SUPPLIED MATERIAL:
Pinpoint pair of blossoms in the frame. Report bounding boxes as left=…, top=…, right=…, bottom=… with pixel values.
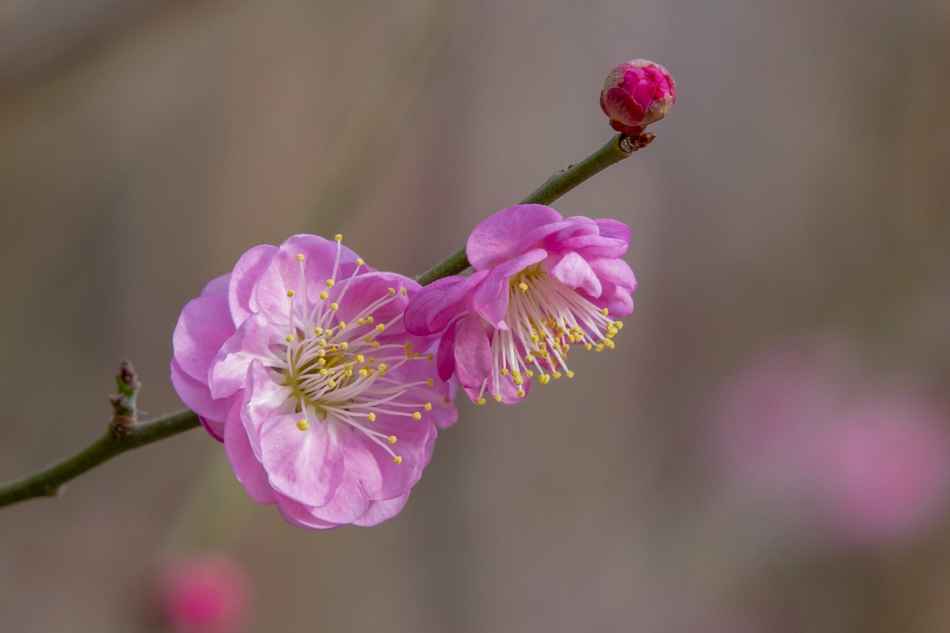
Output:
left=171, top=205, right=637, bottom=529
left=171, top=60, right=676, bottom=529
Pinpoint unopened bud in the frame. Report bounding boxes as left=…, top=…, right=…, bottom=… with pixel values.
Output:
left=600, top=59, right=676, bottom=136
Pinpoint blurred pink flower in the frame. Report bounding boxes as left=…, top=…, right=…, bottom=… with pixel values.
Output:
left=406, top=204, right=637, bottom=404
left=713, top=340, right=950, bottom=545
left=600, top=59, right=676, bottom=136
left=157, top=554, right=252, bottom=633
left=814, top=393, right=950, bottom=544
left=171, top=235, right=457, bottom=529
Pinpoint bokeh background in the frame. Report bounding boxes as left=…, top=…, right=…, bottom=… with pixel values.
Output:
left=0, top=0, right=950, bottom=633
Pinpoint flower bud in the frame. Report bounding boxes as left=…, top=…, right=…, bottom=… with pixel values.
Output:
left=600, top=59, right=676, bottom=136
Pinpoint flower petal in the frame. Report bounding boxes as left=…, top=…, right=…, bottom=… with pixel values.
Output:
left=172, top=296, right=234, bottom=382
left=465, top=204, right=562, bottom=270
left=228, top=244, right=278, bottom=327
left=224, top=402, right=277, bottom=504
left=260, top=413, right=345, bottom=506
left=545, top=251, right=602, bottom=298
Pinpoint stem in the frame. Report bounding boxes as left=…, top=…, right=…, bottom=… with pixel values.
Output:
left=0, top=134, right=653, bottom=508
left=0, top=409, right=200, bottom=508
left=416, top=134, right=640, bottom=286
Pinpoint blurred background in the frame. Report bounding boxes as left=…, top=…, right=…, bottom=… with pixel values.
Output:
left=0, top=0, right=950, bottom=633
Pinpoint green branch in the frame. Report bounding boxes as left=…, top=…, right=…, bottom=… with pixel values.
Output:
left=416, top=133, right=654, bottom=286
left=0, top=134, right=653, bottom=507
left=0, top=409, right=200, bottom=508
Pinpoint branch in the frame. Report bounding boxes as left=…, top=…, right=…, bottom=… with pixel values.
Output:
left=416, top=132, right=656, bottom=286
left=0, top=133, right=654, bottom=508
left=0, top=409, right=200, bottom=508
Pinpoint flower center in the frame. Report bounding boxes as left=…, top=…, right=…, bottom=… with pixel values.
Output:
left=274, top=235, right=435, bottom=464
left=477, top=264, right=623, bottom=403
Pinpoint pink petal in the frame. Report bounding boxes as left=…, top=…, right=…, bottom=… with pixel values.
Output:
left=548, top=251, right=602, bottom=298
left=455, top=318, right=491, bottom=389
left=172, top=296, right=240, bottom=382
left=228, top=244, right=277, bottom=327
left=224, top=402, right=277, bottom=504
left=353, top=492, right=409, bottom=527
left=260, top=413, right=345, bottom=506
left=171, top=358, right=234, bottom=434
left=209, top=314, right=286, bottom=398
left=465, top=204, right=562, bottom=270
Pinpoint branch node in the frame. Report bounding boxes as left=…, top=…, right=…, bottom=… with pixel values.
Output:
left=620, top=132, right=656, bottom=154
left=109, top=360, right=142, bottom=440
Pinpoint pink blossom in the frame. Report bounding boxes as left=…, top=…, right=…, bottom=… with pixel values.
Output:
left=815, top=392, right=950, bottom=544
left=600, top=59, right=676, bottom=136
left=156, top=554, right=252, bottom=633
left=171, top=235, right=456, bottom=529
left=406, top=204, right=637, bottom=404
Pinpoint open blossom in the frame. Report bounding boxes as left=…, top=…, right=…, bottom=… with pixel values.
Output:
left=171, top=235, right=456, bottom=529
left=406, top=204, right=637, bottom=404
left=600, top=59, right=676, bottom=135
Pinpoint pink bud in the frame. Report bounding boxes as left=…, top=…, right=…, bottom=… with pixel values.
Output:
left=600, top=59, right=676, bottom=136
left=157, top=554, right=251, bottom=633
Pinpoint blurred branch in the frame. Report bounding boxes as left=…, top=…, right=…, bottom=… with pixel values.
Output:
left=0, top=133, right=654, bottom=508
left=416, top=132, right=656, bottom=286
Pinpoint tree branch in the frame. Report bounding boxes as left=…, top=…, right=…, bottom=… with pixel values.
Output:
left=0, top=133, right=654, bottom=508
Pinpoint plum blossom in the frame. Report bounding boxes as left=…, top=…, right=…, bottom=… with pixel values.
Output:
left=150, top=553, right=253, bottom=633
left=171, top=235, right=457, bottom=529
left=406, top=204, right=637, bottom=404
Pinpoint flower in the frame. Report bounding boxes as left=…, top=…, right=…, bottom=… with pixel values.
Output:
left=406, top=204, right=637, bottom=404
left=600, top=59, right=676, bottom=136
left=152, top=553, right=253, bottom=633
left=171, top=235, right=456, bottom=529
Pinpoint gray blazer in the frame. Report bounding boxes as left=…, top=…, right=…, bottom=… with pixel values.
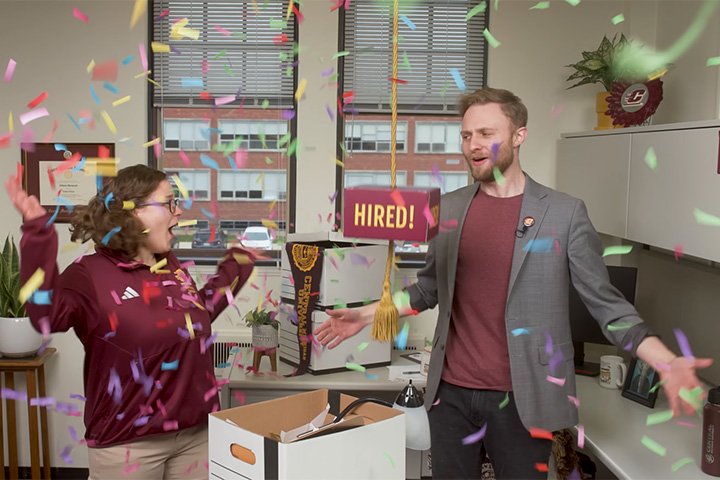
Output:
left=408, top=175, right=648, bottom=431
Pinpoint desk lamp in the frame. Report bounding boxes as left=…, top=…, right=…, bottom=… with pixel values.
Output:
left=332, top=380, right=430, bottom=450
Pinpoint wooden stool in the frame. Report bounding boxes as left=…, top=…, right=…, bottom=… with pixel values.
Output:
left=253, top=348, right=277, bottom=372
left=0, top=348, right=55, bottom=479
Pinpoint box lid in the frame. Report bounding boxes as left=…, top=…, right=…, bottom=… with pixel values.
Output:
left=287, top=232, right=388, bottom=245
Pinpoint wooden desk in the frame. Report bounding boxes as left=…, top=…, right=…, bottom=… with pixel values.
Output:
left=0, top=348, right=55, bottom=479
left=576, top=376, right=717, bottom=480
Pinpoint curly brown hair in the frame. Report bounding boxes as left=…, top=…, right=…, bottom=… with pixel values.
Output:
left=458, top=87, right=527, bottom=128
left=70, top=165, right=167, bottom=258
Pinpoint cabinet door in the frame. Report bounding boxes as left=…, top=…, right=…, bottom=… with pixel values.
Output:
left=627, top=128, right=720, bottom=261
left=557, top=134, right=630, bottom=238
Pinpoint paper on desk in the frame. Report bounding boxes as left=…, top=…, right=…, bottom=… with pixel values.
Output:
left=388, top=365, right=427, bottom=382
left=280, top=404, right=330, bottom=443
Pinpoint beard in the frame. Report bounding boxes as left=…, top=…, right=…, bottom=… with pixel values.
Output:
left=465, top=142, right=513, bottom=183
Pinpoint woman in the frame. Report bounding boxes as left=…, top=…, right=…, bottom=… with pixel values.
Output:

TASK INSTRUCTIONS:
Pull every line of the records above into your answer word for word, with the pictures left out.

COMPLETED EXERCISE:
Pinpoint pair of blossoms in the frame. Report bounding boxes as left=…, top=…, right=…, bottom=… with pixel values.
Output:
left=171, top=205, right=637, bottom=529
left=171, top=60, right=676, bottom=529
Pinpoint unopened bud in the frame. Report bounding boxes as left=…, top=…, right=…, bottom=… with pixel values.
Output:
left=600, top=59, right=676, bottom=136
Pinpoint blurred pink flower in the frame. Report bounding boxes as left=…, top=…, right=…, bottom=… with pixel values.
Output:
left=406, top=204, right=637, bottom=404
left=713, top=340, right=950, bottom=545
left=600, top=59, right=676, bottom=136
left=157, top=554, right=252, bottom=633
left=814, top=393, right=950, bottom=544
left=171, top=235, right=457, bottom=529
Pinpoint bokeh background in the frame. Report bounding boxes as left=…, top=…, right=…, bottom=… with pixel values.
Output:
left=0, top=0, right=950, bottom=633
Pinpoint flower bud in the frame. Report bounding boxes as left=…, top=…, right=…, bottom=… with pixel values.
Output:
left=600, top=59, right=676, bottom=136
Pinpoint flower petal in the frame. Report bounding boxes as left=…, top=…, right=…, bottom=… with pixel values.
Output:
left=172, top=296, right=234, bottom=382
left=465, top=204, right=562, bottom=270
left=228, top=244, right=278, bottom=327
left=224, top=402, right=277, bottom=504
left=260, top=413, right=345, bottom=506
left=545, top=251, right=602, bottom=298
Pinpoint stem in the frame. Report bounding boxes as left=…, top=…, right=…, bottom=… with pixel values.
Output:
left=0, top=134, right=653, bottom=508
left=0, top=409, right=200, bottom=508
left=416, top=134, right=640, bottom=286
Pinpoint blurred background in the frame. Report bounding boxes as left=…, top=…, right=…, bottom=… with pixel values.
Output:
left=0, top=0, right=950, bottom=633
Pinpoint green branch in the frame. Report bounding boxes as left=…, top=…, right=…, bottom=… with pixel values.
Output:
left=416, top=133, right=654, bottom=286
left=0, top=134, right=653, bottom=507
left=0, top=409, right=200, bottom=508
Pinpoint branch in the frame. Report bounding boxes as left=…, top=…, right=…, bottom=… with pixel values.
Output:
left=416, top=132, right=656, bottom=286
left=0, top=133, right=654, bottom=508
left=0, top=409, right=200, bottom=508
Pinpoint flower center in the frame. Report bounding boxes as left=…, top=…, right=…, bottom=… with pixel values.
Output:
left=274, top=235, right=435, bottom=464
left=477, top=264, right=623, bottom=403
Pinpoint pink petal in the frame. Report bounding boxes as left=…, top=…, right=…, bottom=… with pixel values.
Output:
left=548, top=251, right=602, bottom=298
left=455, top=318, right=491, bottom=389
left=172, top=296, right=240, bottom=382
left=228, top=244, right=277, bottom=327
left=224, top=402, right=277, bottom=504
left=353, top=492, right=409, bottom=527
left=260, top=413, right=345, bottom=506
left=171, top=358, right=234, bottom=434
left=209, top=314, right=286, bottom=398
left=465, top=204, right=562, bottom=270
Pinpoint branch node in the frame. Report bounding boxes as left=…, top=…, right=…, bottom=… with pixel values.
Output:
left=620, top=132, right=656, bottom=154
left=109, top=360, right=142, bottom=440
Pinpoint pink blossom in the frame. Report bounding boxes as left=…, top=…, right=…, bottom=… with pixel values.
Output:
left=815, top=392, right=950, bottom=544
left=600, top=59, right=676, bottom=136
left=156, top=554, right=252, bottom=633
left=171, top=235, right=456, bottom=529
left=406, top=204, right=637, bottom=404
Pinpoint open blossom in the frame. Report bounding boxes as left=…, top=…, right=…, bottom=… with pixel values.
Output:
left=171, top=235, right=456, bottom=529
left=406, top=204, right=637, bottom=404
left=600, top=59, right=676, bottom=135
Pinpoint pink bud in the frame. Report bounding boxes as left=…, top=…, right=…, bottom=… with pixel values.
Output:
left=600, top=59, right=676, bottom=136
left=157, top=554, right=251, bottom=633
Pinpoint blurred branch in the frame. Report bounding boxes as left=…, top=…, right=…, bottom=… with pixel values.
Output:
left=0, top=133, right=654, bottom=508
left=416, top=132, right=656, bottom=286
Pinpoint tree branch in the frame. Report bounding boxes as left=…, top=…, right=…, bottom=… with pixel values.
Output:
left=0, top=133, right=654, bottom=508
Pinpoint plum blossom in the frame. Report bounding boxes as left=…, top=…, right=…, bottom=… with pixel values.
Output:
left=150, top=553, right=253, bottom=633
left=171, top=235, right=457, bottom=529
left=406, top=204, right=637, bottom=404
Pinpoint flower in the frame. Report bounding boxes as left=…, top=…, right=…, bottom=… with pixel values.
Output:
left=406, top=204, right=637, bottom=404
left=600, top=59, right=676, bottom=136
left=152, top=553, right=253, bottom=633
left=171, top=235, right=456, bottom=529
Pinpoint gray blazer in the frame. Report bounding boxes as left=…, top=…, right=…, bottom=… with pixel values.
Output:
left=408, top=175, right=648, bottom=431
Pinpoint desk lamp in the frame. Report bounding boxes as left=…, top=…, right=…, bottom=… with pixel values.
Output:
left=332, top=380, right=430, bottom=450
Pinpoint wooden stool in the frame. Report bounding boxes as left=…, top=…, right=…, bottom=… with pixel values.
Output:
left=253, top=348, right=277, bottom=372
left=0, top=348, right=55, bottom=479
Pinpoint box lid in the frame. Report bounding boxes as left=…, top=…, right=…, bottom=… with pixel values.
Output:
left=287, top=232, right=388, bottom=245
Pinpoint wooden desk in the frame. Report bounding boxes as left=…, top=…, right=…, bottom=… with pixel values.
Output:
left=0, top=348, right=55, bottom=479
left=576, top=376, right=717, bottom=480
Pinpoint curly brown hair in the frame. Report bounding boxes as left=…, top=…, right=…, bottom=… with pixel values.
Output:
left=458, top=87, right=527, bottom=128
left=70, top=165, right=167, bottom=258
Pinpoint cabinet door in the frame. Report bounding boxes as left=…, top=…, right=…, bottom=… with pixel values.
Output:
left=627, top=128, right=720, bottom=261
left=557, top=134, right=630, bottom=238
Pinpoint paper on desk in the frame. Report bounding boxes as left=…, top=…, right=…, bottom=… with pixel values.
Output:
left=388, top=365, right=427, bottom=382
left=280, top=404, right=330, bottom=443
Pinpoint beard in the frame. Report bounding boxes as left=…, top=…, right=…, bottom=… with pixel values.
Output:
left=465, top=142, right=513, bottom=183
Pinpoint woman in the frame. Report bounding boxes as left=…, top=…, right=…, bottom=… with pixel values.
Output:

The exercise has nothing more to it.